- Trecho do documento:
────────────────────
O uso de criptomoedas na América Latina

Os desafios começam no acesso: a média geral bancária na região é de cerca de 55%, segundo o Bankingly. / Unsplash, Dmitry Demidko.
Os desafios começam no acesso: a média geral bancária na região é de cerca de 55%, segundo o Bankingly. / Unsplash, Dmitry Demidko.
Veja como outros países e bancos centrais da região tratam o tema.
Fecha de publicación: 04/03/2022

O uso de criptomoedas como equivalente ao papel-moeda tem sido uma das maiores discussões não só dentro dos governos ou ministérios da economia e bancos centrais, mas também no campo jurídico: uma criptomoeda, como o bitcoin ou o ethereum, pode funcionar como um nota normal?
────────────────────
(Registros de anotação de limites)
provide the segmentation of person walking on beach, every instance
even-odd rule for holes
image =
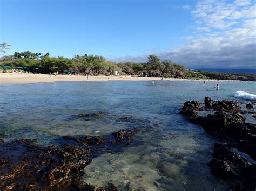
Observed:
[[[217,83],[217,85],[216,85],[216,89],[217,90],[218,90],[219,89],[220,89],[220,87],[219,87],[219,85]]]

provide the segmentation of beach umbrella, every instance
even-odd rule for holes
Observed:
[[[10,68],[11,67],[10,66],[2,66],[0,68]]]
[[[38,71],[39,69],[40,69],[37,68],[36,68],[33,69],[35,70],[36,70],[36,73],[37,73],[37,71]]]

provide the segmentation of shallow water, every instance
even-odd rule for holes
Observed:
[[[55,82],[0,86],[0,136],[58,144],[64,135],[107,136],[144,128],[122,151],[102,153],[85,168],[87,183],[121,190],[225,190],[232,182],[216,178],[207,166],[218,140],[179,114],[188,100],[248,101],[237,91],[256,94],[255,82],[109,81]],[[85,121],[79,114],[102,112]],[[252,114],[247,121],[255,123]],[[128,116],[129,122],[118,119]],[[1,137],[0,137],[1,138]]]

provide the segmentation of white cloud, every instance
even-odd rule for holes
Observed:
[[[249,0],[226,3],[217,0],[197,2],[191,11],[194,36],[189,42],[156,54],[162,60],[187,68],[255,69],[256,5]],[[119,61],[145,61],[147,55],[126,56]]]
[[[183,5],[182,8],[184,9],[190,9],[191,8],[188,5]]]

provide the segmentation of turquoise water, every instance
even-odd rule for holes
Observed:
[[[85,168],[84,180],[98,186],[109,181],[121,190],[225,190],[232,182],[216,178],[207,166],[218,141],[179,114],[188,100],[248,101],[238,91],[256,94],[255,82],[109,81],[55,82],[0,86],[0,133],[5,141],[28,138],[58,144],[64,135],[107,136],[144,128],[129,146],[103,153]],[[79,114],[102,112],[85,121]],[[247,121],[255,123],[251,114]],[[117,119],[128,116],[131,122]]]

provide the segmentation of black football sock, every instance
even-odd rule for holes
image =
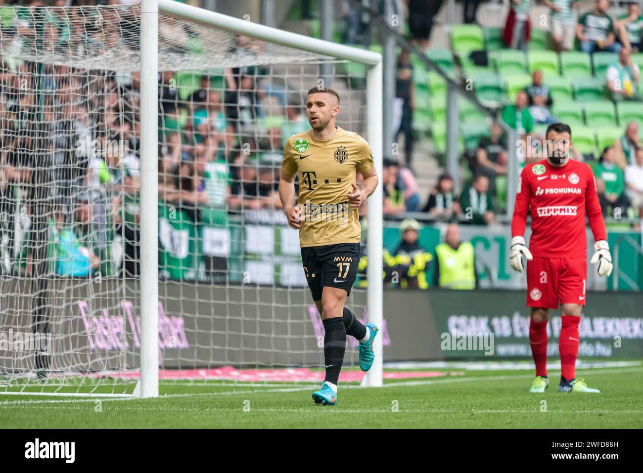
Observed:
[[[344,307],[344,326],[346,327],[347,335],[354,337],[358,340],[366,337],[366,325],[358,320],[355,314],[348,307]]]
[[[326,364],[324,381],[337,386],[346,351],[346,328],[343,319],[341,317],[325,319],[323,328],[323,359]]]

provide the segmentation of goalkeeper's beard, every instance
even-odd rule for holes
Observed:
[[[563,156],[549,156],[547,159],[552,165],[564,165],[569,160],[569,156],[565,154]]]

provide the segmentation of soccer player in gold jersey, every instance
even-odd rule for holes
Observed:
[[[379,329],[363,325],[345,304],[359,262],[358,209],[377,186],[377,174],[368,143],[335,125],[337,92],[311,89],[306,112],[312,129],[293,135],[284,148],[279,197],[288,224],[299,230],[303,271],[324,326],[326,377],[312,399],[335,406],[347,334],[359,341],[361,370],[368,371],[373,364],[373,339]],[[363,178],[361,187],[358,172]]]

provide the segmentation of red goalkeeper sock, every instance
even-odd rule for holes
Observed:
[[[547,375],[547,320],[529,323],[529,344],[536,364],[536,375]]]
[[[563,316],[563,328],[558,341],[561,355],[561,376],[568,381],[576,377],[576,359],[578,357],[578,323],[580,317]]]

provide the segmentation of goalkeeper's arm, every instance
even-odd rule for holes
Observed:
[[[522,174],[518,181],[518,192],[516,194],[516,204],[514,206],[514,215],[511,219],[511,249],[509,251],[509,262],[511,267],[518,272],[522,272],[522,257],[527,260],[533,259],[531,252],[525,243],[525,228],[527,227],[527,213],[529,210],[529,196],[531,192],[529,183],[523,179]]]

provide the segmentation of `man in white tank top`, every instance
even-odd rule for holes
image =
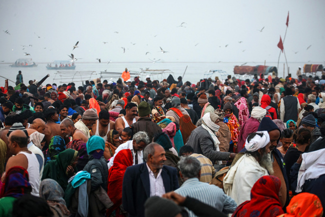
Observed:
[[[6,172],[13,166],[22,166],[27,170],[29,176],[29,182],[32,186],[32,194],[39,196],[40,188],[40,163],[34,154],[28,150],[27,144],[28,140],[27,131],[22,130],[22,125],[15,123],[10,128],[8,138],[8,148],[15,155],[8,160]],[[22,126],[24,127],[24,126]],[[4,177],[4,176],[2,176]]]

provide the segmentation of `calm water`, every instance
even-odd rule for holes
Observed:
[[[184,71],[188,66],[183,81],[189,80],[192,82],[197,82],[200,78],[204,78],[211,77],[214,78],[216,76],[219,76],[222,79],[224,79],[226,74],[234,75],[234,68],[236,65],[242,64],[242,62],[156,62],[152,64],[152,62],[110,62],[107,64],[104,63],[81,63],[76,62],[76,70],[74,71],[92,71],[94,72],[90,76],[90,74],[84,74],[82,76],[76,74],[73,80],[72,78],[72,76],[68,77],[68,78],[64,78],[64,76],[60,76],[58,74],[56,76],[56,70],[48,70],[46,66],[47,64],[38,64],[37,67],[30,68],[12,68],[8,66],[8,64],[0,64],[0,76],[8,78],[16,82],[16,78],[18,74],[18,71],[20,70],[22,72],[24,76],[24,80],[25,84],[28,84],[29,80],[34,80],[34,79],[38,80],[40,80],[44,76],[48,74],[50,74],[50,76],[43,83],[43,84],[52,84],[56,82],[58,85],[64,83],[72,82],[72,80],[76,84],[76,86],[81,84],[80,82],[82,80],[86,80],[94,79],[100,76],[100,72],[104,72],[106,70],[107,72],[120,72],[124,70],[126,67],[128,68],[129,71],[132,72],[140,72],[141,71],[140,68],[146,69],[149,68],[150,70],[170,70],[174,72],[172,74],[175,80],[176,80],[178,76],[182,76]],[[299,66],[304,66],[304,62],[291,62],[288,64],[290,68],[290,73],[292,77],[296,78],[296,73]],[[276,66],[277,62],[266,62],[266,65],[268,66]],[[248,62],[246,66],[256,66],[264,65],[264,62]],[[278,70],[279,76],[283,76],[283,63],[280,63],[279,64],[280,69]],[[224,71],[226,73],[224,74],[220,74],[218,72],[216,72],[214,74],[208,76],[204,76],[204,74],[209,70],[220,70]],[[74,71],[74,70],[71,70]],[[71,72],[70,72],[71,73]],[[166,78],[169,74],[162,74],[159,75],[152,76],[150,78],[152,80],[158,79],[162,80],[163,78]],[[286,72],[286,76],[288,72]],[[140,79],[144,80],[146,74],[139,74]],[[80,78],[81,77],[81,78]],[[251,77],[240,76],[237,76],[238,78],[246,78]],[[105,79],[108,80],[110,78],[106,78]],[[116,78],[113,78],[111,80],[116,81]],[[4,86],[4,78],[0,77],[0,86]],[[14,86],[14,84],[9,82],[9,85]]]

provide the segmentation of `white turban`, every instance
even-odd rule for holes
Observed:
────────────────────
- Tarefa a realizar:
De acordo com o texto sobre o uso de criptomoedas na América Latina, qual é a média geral bancária na região?

- Resposta completa:
Cerca de 55%, segundo o Bankingly.